### Task instructions
Repeat every entry exactly as it stands. Omit the images.

Saved entries
· · ·
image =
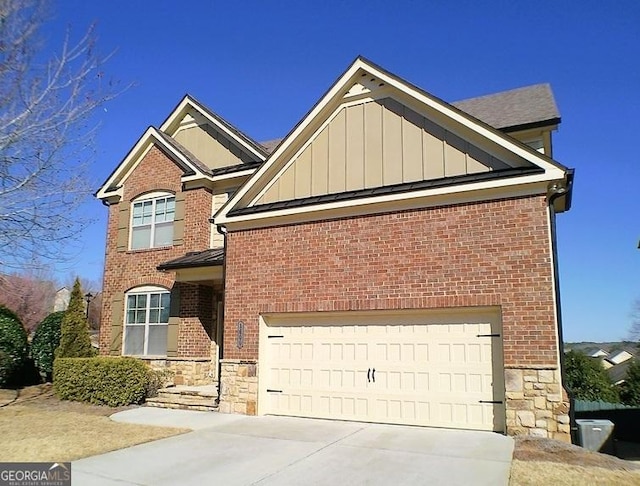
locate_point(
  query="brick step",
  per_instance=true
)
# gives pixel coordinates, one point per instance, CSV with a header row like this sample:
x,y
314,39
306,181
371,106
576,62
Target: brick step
x,y
194,391
186,398
178,406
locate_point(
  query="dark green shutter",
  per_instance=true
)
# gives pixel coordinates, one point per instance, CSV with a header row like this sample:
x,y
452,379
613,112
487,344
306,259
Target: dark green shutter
x,y
178,220
117,316
174,322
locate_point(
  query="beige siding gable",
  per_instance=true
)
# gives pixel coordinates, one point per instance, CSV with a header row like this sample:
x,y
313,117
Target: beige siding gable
x,y
209,145
379,143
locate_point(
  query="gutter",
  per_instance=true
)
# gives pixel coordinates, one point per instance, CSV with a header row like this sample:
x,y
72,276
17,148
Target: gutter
x,y
554,193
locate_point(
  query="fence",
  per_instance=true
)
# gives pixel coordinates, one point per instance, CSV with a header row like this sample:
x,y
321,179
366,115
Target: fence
x,y
626,418
586,406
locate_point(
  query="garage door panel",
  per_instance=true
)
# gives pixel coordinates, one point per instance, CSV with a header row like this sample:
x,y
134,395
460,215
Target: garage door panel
x,y
425,373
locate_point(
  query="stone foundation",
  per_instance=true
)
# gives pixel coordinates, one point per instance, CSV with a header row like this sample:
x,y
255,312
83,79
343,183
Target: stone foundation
x,y
537,404
239,386
186,371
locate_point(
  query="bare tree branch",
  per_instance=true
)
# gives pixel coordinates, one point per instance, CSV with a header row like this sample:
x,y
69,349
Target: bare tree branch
x,y
46,135
634,332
· · ·
### Solution to this exercise
image =
locate_point(
  query="brick step",
  per_instance=true
)
# gives pixel coordinates, one point per instance, CSV with a header row like this sample:
x,y
314,39
306,181
371,106
576,62
Target: brick step
x,y
194,391
186,398
178,406
locate_point(
  query="dark green shutter",
  per_instance=true
)
# gives pixel coordinates, one point per instance, CSV with a header row like this sample:
x,y
452,379
613,112
487,344
306,259
Target: dark green shutter
x,y
178,220
117,316
174,322
locate_point(
  query="beige siding gable",
  per_instance=true
)
# gives pixel coordinates, one point per instance, CSV with a header row like this sample:
x,y
313,117
Target: beige siding gable
x,y
209,145
379,143
locate_point(
  query="gutter",
  per_instance=true
)
# gives pixel coordinates, one point per instance, CSV with a header row like this sample:
x,y
72,276
17,148
Target: gutter
x,y
554,193
locate_point(
  query="fence",
  per_instance=true
)
# gives pixel coordinates, one point per instance, CSV with a header row like this sample:
x,y
321,179
366,115
Target: fence
x,y
626,418
586,406
locate_point(
  query="garage door panel",
  per_instance=true
)
# gives pixel coordinates, one point per instance, CSV with a header row like this sample:
x,y
134,395
460,215
Target: garage door panel
x,y
425,373
locate_point(
  query="stone foundation",
  per_instance=true
)
# gives pixel coordinates, one point per instance, CSV with a header row like this sample:
x,y
255,312
83,79
343,183
Target: stone foundation
x,y
537,404
239,386
186,371
locate_point(
  query="bare tree branch",
  per_instance=true
)
# gives pixel coordinates, one point per instance, CSV with a header row like this sample:
x,y
69,349
Target: bare tree branch
x,y
46,135
634,332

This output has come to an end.